**Input**
========================================================================

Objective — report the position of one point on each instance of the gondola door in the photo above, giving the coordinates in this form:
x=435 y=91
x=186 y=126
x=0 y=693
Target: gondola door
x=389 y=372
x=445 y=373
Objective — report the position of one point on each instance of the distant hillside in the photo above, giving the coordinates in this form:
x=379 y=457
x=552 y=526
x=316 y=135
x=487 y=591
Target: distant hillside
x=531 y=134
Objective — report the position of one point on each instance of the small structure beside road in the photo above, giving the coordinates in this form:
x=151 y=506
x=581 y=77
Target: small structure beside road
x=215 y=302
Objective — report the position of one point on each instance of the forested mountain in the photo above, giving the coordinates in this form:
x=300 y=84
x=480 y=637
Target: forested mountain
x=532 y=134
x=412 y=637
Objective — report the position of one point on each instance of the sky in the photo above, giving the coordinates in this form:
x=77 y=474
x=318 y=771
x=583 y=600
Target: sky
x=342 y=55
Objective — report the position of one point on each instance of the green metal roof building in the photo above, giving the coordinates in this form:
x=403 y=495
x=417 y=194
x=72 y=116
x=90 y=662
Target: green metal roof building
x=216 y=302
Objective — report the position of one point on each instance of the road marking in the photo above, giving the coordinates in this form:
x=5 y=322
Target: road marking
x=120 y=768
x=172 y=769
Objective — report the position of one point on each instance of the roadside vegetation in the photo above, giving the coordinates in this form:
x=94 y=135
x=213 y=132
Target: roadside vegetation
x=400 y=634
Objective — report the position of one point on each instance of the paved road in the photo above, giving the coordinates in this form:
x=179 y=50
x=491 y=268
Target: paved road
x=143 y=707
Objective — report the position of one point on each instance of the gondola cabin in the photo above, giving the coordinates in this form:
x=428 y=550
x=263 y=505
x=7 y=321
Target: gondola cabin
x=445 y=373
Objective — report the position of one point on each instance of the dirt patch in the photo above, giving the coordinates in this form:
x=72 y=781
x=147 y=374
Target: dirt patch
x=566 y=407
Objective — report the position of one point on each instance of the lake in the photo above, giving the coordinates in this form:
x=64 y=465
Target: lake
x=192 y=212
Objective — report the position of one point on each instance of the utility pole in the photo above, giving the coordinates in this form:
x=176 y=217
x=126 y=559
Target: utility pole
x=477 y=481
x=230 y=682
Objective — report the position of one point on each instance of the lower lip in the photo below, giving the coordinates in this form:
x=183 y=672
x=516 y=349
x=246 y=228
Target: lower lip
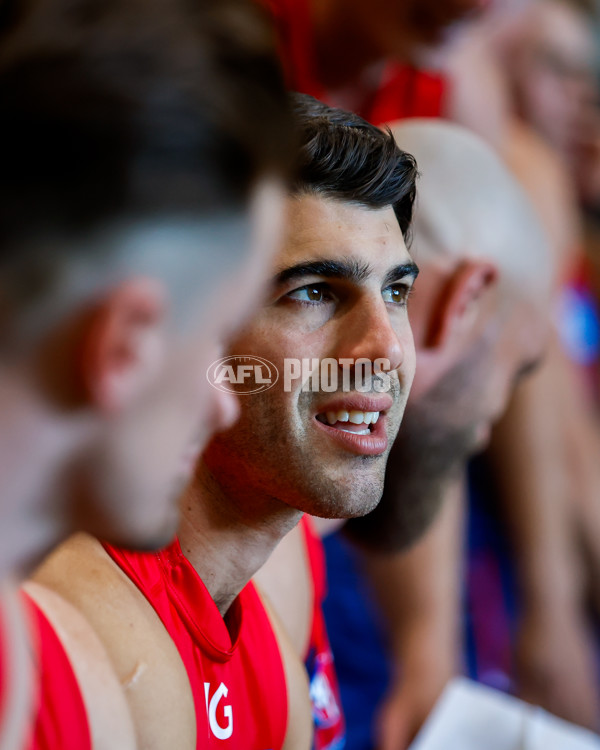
x=373 y=444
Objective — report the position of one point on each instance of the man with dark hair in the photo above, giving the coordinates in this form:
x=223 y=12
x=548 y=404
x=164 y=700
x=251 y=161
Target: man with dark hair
x=144 y=145
x=186 y=621
x=477 y=315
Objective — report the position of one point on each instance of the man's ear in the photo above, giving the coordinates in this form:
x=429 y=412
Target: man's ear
x=459 y=301
x=122 y=346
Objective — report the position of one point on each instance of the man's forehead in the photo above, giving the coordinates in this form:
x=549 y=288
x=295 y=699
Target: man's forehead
x=329 y=228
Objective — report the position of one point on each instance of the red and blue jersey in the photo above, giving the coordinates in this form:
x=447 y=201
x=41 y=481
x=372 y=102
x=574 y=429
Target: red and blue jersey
x=328 y=716
x=233 y=664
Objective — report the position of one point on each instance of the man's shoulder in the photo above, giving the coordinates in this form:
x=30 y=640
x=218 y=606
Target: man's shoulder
x=145 y=660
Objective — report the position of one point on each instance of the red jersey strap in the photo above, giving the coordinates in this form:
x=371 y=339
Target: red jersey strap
x=295 y=37
x=406 y=92
x=328 y=715
x=403 y=91
x=4 y=668
x=233 y=665
x=61 y=719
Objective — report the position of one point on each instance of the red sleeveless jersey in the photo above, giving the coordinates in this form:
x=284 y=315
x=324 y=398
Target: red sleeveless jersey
x=328 y=716
x=403 y=90
x=60 y=719
x=234 y=665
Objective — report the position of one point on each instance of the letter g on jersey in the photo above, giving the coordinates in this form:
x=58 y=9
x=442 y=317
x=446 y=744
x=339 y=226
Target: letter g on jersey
x=221 y=733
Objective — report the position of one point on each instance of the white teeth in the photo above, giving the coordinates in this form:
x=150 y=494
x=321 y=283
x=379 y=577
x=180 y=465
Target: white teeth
x=355 y=417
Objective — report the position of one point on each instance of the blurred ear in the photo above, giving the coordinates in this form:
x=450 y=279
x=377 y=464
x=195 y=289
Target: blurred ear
x=123 y=346
x=460 y=302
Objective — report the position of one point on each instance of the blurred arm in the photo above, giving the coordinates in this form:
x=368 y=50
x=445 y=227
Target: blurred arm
x=419 y=593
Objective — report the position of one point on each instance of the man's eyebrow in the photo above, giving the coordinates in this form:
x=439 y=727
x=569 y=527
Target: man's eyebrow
x=400 y=272
x=348 y=270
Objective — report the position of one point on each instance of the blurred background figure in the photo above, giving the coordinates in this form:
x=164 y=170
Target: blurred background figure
x=522 y=74
x=145 y=146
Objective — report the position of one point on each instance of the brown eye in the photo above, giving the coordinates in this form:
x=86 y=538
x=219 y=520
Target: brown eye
x=396 y=294
x=312 y=293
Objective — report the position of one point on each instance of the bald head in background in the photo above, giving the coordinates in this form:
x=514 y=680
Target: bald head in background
x=479 y=316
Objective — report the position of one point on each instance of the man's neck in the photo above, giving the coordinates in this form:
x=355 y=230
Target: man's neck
x=228 y=535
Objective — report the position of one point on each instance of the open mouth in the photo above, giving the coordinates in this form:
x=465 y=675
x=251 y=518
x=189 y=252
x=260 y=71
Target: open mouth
x=362 y=433
x=355 y=422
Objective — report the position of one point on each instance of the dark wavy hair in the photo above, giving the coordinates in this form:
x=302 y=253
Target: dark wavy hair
x=343 y=156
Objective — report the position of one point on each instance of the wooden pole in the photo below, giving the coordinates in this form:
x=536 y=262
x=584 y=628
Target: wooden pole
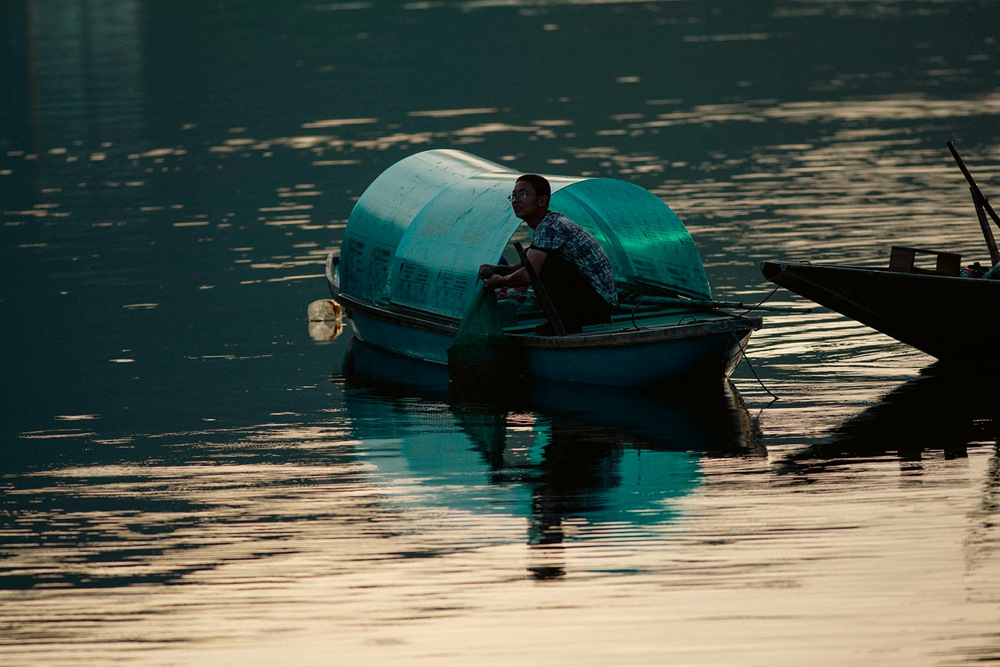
x=982 y=206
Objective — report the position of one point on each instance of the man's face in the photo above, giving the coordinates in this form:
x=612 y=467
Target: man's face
x=525 y=202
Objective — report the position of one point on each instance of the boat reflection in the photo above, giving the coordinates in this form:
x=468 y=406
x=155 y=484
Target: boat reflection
x=578 y=462
x=940 y=411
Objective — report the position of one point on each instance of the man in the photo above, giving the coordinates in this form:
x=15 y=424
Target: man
x=570 y=263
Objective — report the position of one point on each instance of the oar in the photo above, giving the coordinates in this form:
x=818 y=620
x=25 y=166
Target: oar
x=658 y=301
x=982 y=206
x=543 y=296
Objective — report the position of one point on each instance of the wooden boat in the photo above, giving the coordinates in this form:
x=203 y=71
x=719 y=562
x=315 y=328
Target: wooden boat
x=406 y=276
x=938 y=308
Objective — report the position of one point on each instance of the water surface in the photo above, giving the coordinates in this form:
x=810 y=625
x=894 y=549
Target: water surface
x=189 y=477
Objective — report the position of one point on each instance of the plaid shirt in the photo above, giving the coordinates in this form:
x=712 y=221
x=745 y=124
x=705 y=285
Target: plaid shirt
x=558 y=234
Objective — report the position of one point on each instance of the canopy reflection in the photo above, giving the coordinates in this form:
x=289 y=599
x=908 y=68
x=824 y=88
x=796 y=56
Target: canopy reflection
x=576 y=461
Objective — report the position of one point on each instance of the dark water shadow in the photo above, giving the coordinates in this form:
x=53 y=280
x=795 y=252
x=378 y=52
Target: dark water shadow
x=940 y=411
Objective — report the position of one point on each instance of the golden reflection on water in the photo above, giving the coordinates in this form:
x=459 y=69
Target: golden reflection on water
x=846 y=523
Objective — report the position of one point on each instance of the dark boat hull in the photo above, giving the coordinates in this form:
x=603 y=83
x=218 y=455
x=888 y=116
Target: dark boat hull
x=950 y=318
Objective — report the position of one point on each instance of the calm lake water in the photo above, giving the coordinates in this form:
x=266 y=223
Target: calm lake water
x=190 y=476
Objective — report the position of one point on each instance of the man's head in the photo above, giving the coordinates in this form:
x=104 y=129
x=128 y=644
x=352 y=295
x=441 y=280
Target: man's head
x=530 y=198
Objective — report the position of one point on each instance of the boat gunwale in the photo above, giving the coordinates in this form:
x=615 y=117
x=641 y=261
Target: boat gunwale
x=700 y=323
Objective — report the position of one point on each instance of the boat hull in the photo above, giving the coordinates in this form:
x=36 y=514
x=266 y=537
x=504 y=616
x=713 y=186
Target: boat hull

========================================================================

I need each line from the listing where the word "below" occurs.

Objective — report the position of one point on each instance of the lower lip in the photo below, giving the coordinates in this form:
Objective — report the position of one point on each instance of the wooden pole in the photo below, giving the coordinates in this form:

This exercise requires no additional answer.